[Source excerpt]
★ ★ ★ ★ ★

Levens (; ) is a commune in the Alpes-Maritimes département in the Provence-Alpes-Côte d'Azur region in southeastern France.

Its inhabitants are called Levensans (or Levensois).

Origin and evolution of the name
There are three possible explanations of the origin of the name:
From the name of the Leponti tribe, which was changed to Leventi during the Roman period;
From the name of a notable Roman figure, Laevinus;
From the Ligurian word stem lev, indicating a sloping landscape;

Geography
The village, built on high rocky ground, is located at an altitude of 600 metres. It lies in the centre of the district, which stretches from the plain of the Var (Plan-du-Var hamlet) to the Férion range. Mount Férion is 1,400 metres high.

History
 Before the Christian era, the first inhabitants mentioned in history are called the Lépontiens, one of the numerous Ligurian tribes. The name Léponti became Leventi under the Romans, then Leventio in the Middle Ages, Levenzo during the Italian era, to become the current Levens.
 Romans chose the Prés (meadow) quarter, one of the most beautiful in the district, when they set up houses and founded the town. They constructed a cobbled mule track going from Cimiez to Saint-Martin-Lantosque crossing through Levens.
 In 407, Leventi suffered badly from the invasion of the County of Nice by a Vandal horde which had crossed over the Rhine with Alans and Sueves Vandals which would cross into Spain in 409 and to North Africa in 429.
 The present village is constructed around the old feudal castle erected by the counts of Provence after the collapse of the Roman Empire.
 At the end of the 14th century, the destiny of Levens was linked to the whole County of Nice, which parted with Provence to form an alliance with Savoy on the initiative of the powerful John All Saints' Day, baron of Beuil, whose eldest son later became lord of Levens. The dedication act was signed on 28 September 1388, in front of the Saint-Pons monastery.
 A plague epidemic in 1467 devastated much of the county's population.
 On 8 January 1475, Louis Grimaldi, lord of Levens and descendant of John, allowed the inhabitants a 'liberty charter', conferring on them the right to vote for their own councilmen, and getting rid of the annual "cut" (local tax) of 40 gold florins to be paid to Grimaldi on All Saints' Day.
 John II Grimaldi, inducted into the fiefdom of Levens on 15 May 1543, took an oath of fealty to the Duke of Savoy Emmanuel Philibert, only to immediately betray him and fight with the Franco-Turkish troops during the siege of Nice. Convicted of treason, John II was condemned to banishment and seizure of his goods. By an act dated 22 October 1550, the inhabitants of Leventio purchased directly from their Savoyard overlord the flour mills and deficis (olive oil mills) for 1,200 gold Italian crowns. However, after a 14-year period of roaming and making amends, John II's title deeds were restored to him on 8 December 1557, provoking anger among the inhabitants and making the Grimaldi family unpopular for a while.
 The parish church received imposing alteration works between 1610 and 1615.

★ ★ ★ ★ ★

[What to do]
[1] According to the Levens article, on what date was the dedication act signed in front of the Saint-Pons monastery?
[2] Reproduce a passage from the Levens article: begin at the words that have "At the end of" and stop after "All Saints' Day.".
[3] Based on the Levens article, why was John II Grimaldi condemned to banishment and the seizure of his goods?
Rely only on the Levens article.

[Supplied information]
★ ★ ★ ★ ★

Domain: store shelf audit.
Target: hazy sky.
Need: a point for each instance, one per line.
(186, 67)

★ ★ ★ ★ ★

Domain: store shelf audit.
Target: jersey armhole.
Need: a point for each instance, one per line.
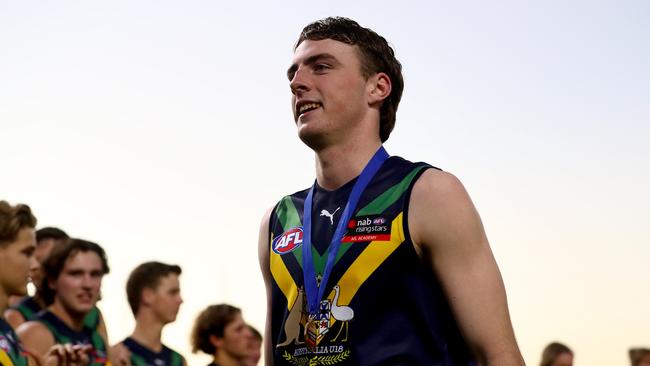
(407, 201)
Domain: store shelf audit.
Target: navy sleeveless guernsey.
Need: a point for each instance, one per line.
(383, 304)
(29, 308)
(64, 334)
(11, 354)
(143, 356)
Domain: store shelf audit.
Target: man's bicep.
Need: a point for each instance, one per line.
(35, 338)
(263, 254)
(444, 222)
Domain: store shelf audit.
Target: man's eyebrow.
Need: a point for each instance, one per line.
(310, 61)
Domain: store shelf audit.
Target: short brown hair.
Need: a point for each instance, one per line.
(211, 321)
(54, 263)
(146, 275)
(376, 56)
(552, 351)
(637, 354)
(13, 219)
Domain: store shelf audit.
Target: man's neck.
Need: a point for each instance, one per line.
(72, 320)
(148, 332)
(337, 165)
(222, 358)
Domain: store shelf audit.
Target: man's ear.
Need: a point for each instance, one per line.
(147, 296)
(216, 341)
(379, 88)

★ ★ ★ ★ ★

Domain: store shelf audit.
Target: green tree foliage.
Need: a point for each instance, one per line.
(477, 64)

★ ★ ★ ★ ★

[Answer set]
[1] 28 September 1388.

[2]
At the end of the 14th century, the destiny of Levens was linked to the whole County of Nice, which parted with Provence to form an alliance with Savoy on the initiative of the powerful John All Saints' Day, baron of Beuil, whose eldest son later became lord of Levens. The dedication act was signed on 28 September 1388, in front of the Saint-Pons monastery.
 A plague epidemic in 1467 devastated much of the county's population.
 On 8 January 1475, Louis Grimaldi, lord of Levens and descendant of John, allowed the inhabitants a 'liberty charter', conferring on them the right to vote for their own councilmen, and getting rid of the annual "cut" (local tax) of 40 gold florins to be paid to Grimaldi on All Saints' Day.

[3] He was convicted of treason. After taking an oath of fealty to the Duke of Savoy Emmanuel Philibert, he immediately betrayed him and fought with the Franco-Turkish troops during the siege of Nice.